PROBLEM STATEMENT. Every line below that holds the string "sheet" should be copied out.

Data excerpts
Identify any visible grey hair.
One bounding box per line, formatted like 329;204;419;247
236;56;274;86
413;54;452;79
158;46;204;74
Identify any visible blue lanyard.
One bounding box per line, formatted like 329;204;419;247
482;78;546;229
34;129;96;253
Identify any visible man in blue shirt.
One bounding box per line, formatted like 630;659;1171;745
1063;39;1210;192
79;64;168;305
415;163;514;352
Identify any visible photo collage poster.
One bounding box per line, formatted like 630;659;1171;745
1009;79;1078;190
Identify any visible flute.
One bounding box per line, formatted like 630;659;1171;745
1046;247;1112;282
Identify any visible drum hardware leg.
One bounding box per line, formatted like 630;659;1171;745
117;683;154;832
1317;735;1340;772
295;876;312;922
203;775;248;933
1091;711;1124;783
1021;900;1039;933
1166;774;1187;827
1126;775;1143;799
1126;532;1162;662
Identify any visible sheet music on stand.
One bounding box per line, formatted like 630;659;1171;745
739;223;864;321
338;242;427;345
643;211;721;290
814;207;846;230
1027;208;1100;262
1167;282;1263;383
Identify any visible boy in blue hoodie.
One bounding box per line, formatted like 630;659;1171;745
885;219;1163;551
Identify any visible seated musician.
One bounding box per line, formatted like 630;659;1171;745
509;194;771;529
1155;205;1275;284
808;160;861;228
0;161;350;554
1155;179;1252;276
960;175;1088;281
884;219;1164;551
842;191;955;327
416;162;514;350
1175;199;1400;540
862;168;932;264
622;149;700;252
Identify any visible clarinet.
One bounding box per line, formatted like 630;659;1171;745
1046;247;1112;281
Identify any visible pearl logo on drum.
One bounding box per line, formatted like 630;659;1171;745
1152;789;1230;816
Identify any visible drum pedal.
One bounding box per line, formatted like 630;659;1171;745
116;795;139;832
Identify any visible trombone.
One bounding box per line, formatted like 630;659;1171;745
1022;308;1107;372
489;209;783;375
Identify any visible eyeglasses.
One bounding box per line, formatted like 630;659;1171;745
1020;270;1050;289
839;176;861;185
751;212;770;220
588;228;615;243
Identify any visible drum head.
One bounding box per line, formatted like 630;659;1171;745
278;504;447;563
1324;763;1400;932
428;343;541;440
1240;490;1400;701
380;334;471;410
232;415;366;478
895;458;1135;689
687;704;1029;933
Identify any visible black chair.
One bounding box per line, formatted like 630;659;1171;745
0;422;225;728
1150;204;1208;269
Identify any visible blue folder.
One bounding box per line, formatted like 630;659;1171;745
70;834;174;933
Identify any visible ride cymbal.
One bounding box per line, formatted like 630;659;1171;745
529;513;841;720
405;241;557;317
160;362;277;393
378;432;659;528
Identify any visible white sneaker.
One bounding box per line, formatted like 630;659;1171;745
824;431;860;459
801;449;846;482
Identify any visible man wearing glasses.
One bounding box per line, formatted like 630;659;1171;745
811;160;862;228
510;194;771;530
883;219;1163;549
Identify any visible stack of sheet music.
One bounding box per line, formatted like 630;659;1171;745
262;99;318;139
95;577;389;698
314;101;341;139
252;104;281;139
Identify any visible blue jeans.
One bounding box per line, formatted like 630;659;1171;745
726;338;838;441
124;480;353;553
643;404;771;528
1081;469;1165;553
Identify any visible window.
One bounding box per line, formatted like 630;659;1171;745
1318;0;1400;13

RESPONSE.
Identify any visible sheet music on stand.
Identify any visible stack of sheet music.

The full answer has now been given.